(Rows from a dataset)
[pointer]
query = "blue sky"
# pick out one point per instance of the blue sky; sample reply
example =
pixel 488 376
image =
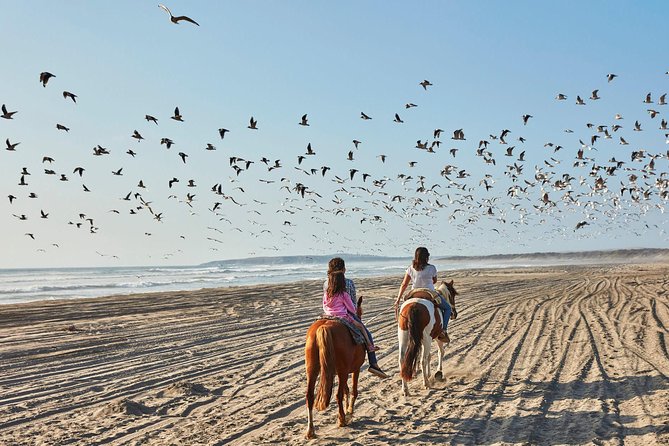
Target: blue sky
pixel 489 63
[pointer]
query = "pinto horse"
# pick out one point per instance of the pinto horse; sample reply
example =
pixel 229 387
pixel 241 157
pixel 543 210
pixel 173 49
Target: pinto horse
pixel 419 322
pixel 330 351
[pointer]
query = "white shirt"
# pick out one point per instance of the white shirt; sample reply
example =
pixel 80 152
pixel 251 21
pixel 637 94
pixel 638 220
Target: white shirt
pixel 423 278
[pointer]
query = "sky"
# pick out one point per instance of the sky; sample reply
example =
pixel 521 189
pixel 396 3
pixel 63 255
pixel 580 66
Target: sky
pixel 488 64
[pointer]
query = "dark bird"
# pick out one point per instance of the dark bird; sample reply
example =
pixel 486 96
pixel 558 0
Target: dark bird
pixel 458 135
pixel 303 121
pixel 67 94
pixel 177 116
pixel 177 19
pixel 581 224
pixel 6 114
pixel 44 77
pixel 11 147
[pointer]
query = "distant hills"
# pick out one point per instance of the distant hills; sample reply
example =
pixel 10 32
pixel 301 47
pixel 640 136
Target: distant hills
pixel 619 255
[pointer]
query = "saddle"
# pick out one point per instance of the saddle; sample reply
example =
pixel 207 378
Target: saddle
pixel 425 293
pixel 357 336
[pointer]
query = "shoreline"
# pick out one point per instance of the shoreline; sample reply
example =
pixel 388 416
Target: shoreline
pixel 567 355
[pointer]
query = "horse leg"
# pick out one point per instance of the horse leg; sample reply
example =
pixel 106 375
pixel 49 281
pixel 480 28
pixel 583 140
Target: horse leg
pixel 353 396
pixel 341 392
pixel 403 340
pixel 440 375
pixel 427 341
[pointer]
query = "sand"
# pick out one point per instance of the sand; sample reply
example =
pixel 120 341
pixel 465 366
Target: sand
pixel 568 355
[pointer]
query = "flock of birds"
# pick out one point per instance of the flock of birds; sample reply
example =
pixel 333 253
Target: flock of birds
pixel 572 187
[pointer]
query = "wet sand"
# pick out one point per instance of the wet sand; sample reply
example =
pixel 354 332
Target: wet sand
pixel 561 355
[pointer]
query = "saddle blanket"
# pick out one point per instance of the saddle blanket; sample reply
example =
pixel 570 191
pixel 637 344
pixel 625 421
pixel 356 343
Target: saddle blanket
pixel 358 338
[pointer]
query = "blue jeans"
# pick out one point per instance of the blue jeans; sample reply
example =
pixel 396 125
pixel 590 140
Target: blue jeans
pixel 446 311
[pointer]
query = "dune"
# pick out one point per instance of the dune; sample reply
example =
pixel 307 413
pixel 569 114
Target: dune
pixel 554 355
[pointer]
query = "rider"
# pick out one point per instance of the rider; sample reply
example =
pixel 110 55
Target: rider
pixel 339 300
pixel 424 275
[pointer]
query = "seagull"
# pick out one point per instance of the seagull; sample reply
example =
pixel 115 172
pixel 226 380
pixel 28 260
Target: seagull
pixel 303 121
pixel 10 146
pixel 44 77
pixel 67 94
pixel 177 19
pixel 6 114
pixel 177 116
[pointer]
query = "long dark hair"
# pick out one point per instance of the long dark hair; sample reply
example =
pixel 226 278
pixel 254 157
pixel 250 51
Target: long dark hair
pixel 420 258
pixel 336 279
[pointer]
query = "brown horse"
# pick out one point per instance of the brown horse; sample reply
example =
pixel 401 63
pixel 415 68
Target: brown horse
pixel 419 322
pixel 330 350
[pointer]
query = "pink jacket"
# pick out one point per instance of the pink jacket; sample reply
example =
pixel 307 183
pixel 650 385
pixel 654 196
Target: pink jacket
pixel 340 305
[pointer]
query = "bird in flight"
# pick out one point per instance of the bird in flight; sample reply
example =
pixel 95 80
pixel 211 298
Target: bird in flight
pixel 67 94
pixel 177 19
pixel 6 114
pixel 304 120
pixel 44 77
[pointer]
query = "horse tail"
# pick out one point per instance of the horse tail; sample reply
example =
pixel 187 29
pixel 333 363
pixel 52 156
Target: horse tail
pixel 410 359
pixel 327 361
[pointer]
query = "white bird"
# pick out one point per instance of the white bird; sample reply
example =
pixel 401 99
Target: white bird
pixel 177 19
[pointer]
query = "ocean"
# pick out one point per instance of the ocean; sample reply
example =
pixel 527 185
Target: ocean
pixel 26 285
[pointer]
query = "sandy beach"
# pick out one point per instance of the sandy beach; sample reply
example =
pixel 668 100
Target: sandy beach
pixel 560 355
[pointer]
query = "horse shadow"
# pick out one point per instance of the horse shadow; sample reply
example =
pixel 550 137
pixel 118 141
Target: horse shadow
pixel 602 420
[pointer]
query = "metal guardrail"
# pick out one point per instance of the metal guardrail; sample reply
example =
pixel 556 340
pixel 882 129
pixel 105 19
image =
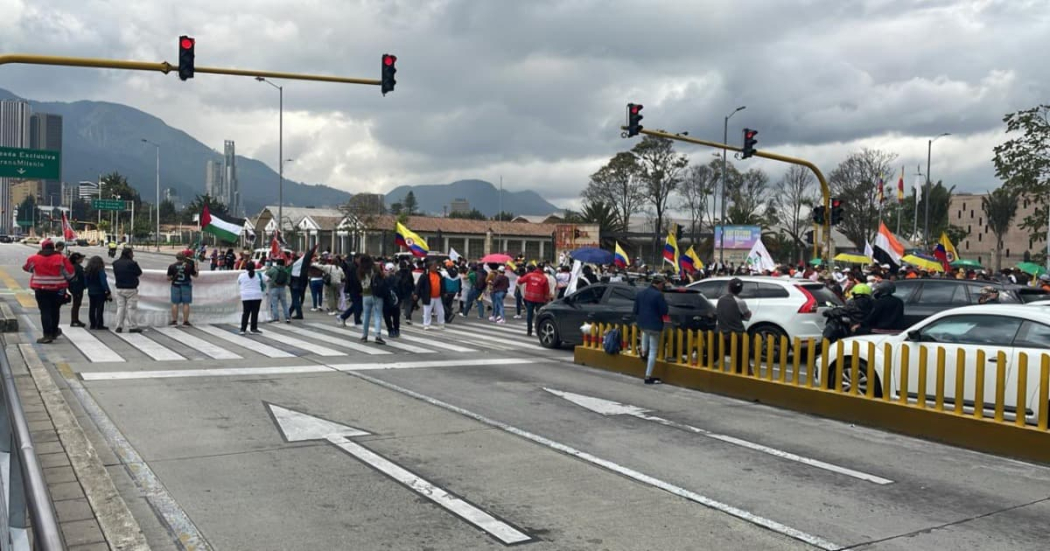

**WRITTEN TASK:**
Please return every line in the entries above that contains the word "beach".

**THE COMPLETED TASK:**
query = "sandy beach"
# pick out one point per instance of the sandy beach; sample reply
Target: sandy beach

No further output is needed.